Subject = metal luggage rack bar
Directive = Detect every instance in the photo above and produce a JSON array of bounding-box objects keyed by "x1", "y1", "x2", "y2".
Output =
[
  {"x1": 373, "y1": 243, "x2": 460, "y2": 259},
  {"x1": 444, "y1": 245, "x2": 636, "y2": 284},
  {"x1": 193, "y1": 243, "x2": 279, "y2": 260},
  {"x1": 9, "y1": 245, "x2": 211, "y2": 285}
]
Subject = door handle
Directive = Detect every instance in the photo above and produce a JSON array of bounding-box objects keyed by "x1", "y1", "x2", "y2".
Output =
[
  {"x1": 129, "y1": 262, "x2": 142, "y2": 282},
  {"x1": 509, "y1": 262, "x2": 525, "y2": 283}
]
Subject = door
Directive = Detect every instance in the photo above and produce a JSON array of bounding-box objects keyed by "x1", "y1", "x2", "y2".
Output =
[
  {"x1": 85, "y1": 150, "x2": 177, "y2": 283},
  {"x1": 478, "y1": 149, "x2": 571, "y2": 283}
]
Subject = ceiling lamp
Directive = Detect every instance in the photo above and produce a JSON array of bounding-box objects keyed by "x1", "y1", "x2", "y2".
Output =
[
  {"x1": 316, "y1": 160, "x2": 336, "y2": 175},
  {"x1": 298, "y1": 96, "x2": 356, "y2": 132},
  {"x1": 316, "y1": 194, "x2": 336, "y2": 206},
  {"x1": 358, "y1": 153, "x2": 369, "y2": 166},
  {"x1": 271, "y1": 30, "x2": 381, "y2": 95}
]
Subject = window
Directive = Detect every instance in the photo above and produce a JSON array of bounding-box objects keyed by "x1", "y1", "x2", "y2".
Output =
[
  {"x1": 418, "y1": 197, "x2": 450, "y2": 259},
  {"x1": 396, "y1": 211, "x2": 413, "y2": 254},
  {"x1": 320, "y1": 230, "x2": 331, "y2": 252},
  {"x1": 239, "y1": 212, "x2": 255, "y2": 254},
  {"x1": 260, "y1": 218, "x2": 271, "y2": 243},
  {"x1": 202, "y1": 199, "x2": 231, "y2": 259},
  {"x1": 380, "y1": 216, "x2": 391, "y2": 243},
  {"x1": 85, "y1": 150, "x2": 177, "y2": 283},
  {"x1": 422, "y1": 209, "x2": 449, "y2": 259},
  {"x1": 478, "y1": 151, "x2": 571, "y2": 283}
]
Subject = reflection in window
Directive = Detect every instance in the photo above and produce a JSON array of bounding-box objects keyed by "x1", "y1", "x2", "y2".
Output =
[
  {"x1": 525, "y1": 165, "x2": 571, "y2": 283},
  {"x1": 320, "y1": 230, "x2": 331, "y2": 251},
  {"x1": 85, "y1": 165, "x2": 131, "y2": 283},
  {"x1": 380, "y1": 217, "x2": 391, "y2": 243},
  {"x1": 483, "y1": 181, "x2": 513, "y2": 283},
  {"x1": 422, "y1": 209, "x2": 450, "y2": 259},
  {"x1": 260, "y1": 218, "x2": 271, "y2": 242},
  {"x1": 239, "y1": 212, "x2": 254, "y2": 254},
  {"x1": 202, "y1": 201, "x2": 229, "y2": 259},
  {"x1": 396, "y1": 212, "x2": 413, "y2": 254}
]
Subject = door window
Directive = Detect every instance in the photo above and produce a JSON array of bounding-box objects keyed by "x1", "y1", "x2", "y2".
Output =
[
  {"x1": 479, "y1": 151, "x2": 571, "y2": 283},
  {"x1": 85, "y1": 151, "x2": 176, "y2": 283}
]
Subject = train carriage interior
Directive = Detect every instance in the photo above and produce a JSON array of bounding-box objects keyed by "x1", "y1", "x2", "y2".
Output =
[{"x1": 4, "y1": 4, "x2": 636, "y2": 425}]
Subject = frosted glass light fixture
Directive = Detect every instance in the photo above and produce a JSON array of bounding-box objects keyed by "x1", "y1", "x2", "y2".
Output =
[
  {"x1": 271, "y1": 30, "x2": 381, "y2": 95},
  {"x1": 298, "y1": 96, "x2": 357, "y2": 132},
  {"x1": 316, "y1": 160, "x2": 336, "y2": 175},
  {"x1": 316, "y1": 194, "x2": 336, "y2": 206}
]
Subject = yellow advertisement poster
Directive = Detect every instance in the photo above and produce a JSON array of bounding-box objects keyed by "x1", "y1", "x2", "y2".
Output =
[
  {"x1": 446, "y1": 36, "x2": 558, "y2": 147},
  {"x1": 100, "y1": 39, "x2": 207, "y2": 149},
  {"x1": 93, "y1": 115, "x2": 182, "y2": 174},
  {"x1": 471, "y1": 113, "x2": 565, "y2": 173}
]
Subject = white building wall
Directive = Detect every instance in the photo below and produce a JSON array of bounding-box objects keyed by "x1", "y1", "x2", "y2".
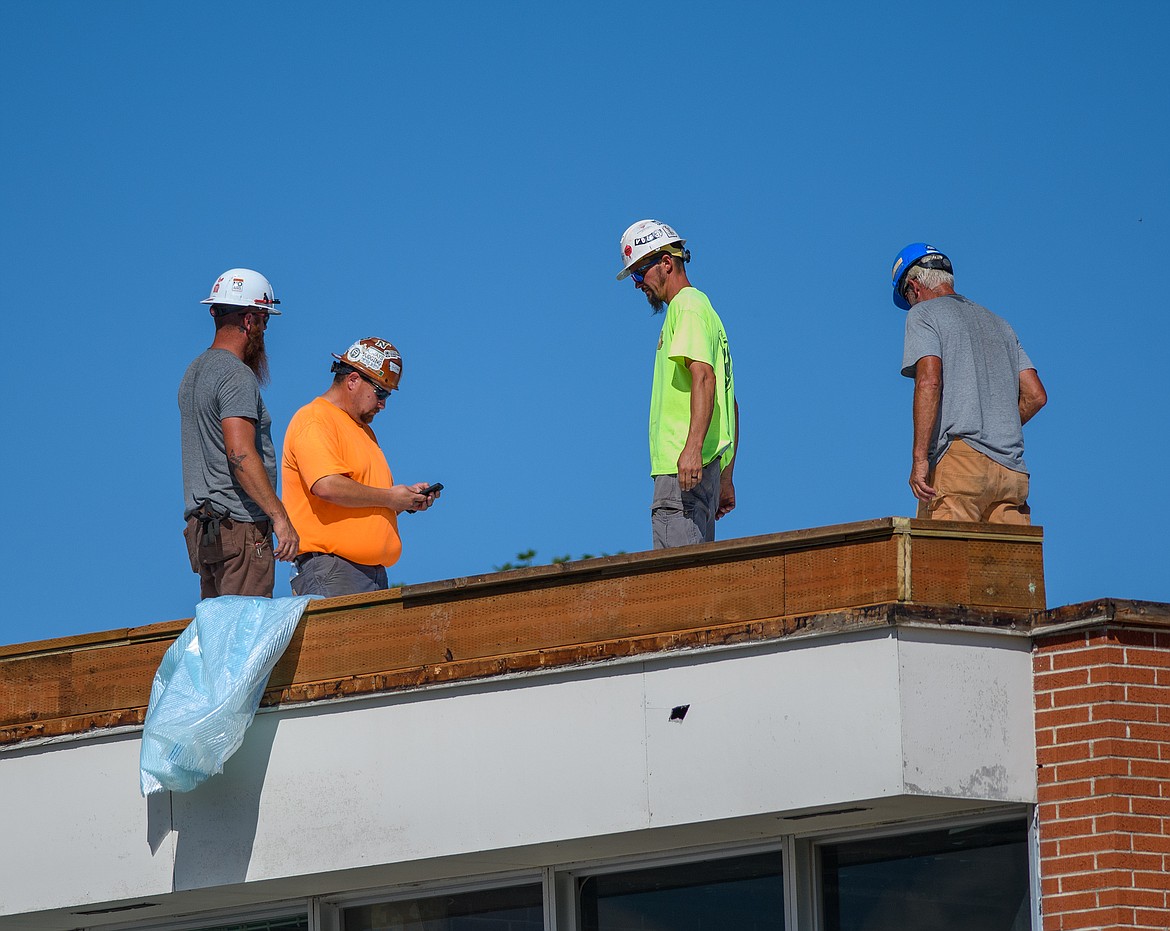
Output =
[{"x1": 0, "y1": 628, "x2": 1034, "y2": 926}]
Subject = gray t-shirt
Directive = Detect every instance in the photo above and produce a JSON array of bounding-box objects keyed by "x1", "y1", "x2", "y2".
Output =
[
  {"x1": 179, "y1": 349, "x2": 276, "y2": 523},
  {"x1": 902, "y1": 295, "x2": 1035, "y2": 473}
]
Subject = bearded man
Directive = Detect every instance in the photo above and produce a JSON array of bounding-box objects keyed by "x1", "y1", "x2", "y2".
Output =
[{"x1": 179, "y1": 268, "x2": 300, "y2": 599}]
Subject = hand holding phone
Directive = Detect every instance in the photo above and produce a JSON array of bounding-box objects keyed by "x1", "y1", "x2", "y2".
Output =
[{"x1": 406, "y1": 482, "x2": 442, "y2": 513}]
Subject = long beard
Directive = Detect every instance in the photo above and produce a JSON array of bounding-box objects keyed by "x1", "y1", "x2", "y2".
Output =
[{"x1": 243, "y1": 326, "x2": 268, "y2": 385}]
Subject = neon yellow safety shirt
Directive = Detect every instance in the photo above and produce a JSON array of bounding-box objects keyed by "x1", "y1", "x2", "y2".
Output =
[{"x1": 651, "y1": 288, "x2": 735, "y2": 475}]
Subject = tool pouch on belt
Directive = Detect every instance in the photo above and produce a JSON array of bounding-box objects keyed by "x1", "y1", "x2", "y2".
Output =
[{"x1": 191, "y1": 501, "x2": 229, "y2": 547}]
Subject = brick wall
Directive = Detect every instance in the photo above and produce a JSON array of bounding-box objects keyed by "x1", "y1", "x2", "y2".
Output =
[{"x1": 1033, "y1": 623, "x2": 1170, "y2": 931}]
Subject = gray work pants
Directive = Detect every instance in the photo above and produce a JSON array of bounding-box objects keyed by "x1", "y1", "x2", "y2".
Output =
[
  {"x1": 651, "y1": 458, "x2": 720, "y2": 550},
  {"x1": 289, "y1": 553, "x2": 386, "y2": 598}
]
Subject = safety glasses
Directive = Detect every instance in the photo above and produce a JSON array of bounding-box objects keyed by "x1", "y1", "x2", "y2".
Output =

§ §

» Direction
Which lines in the records above contain the string "wall"? Pick out each one and copy it in full.

» Response to the exercise
Subject = white building wall
Subject = brick wall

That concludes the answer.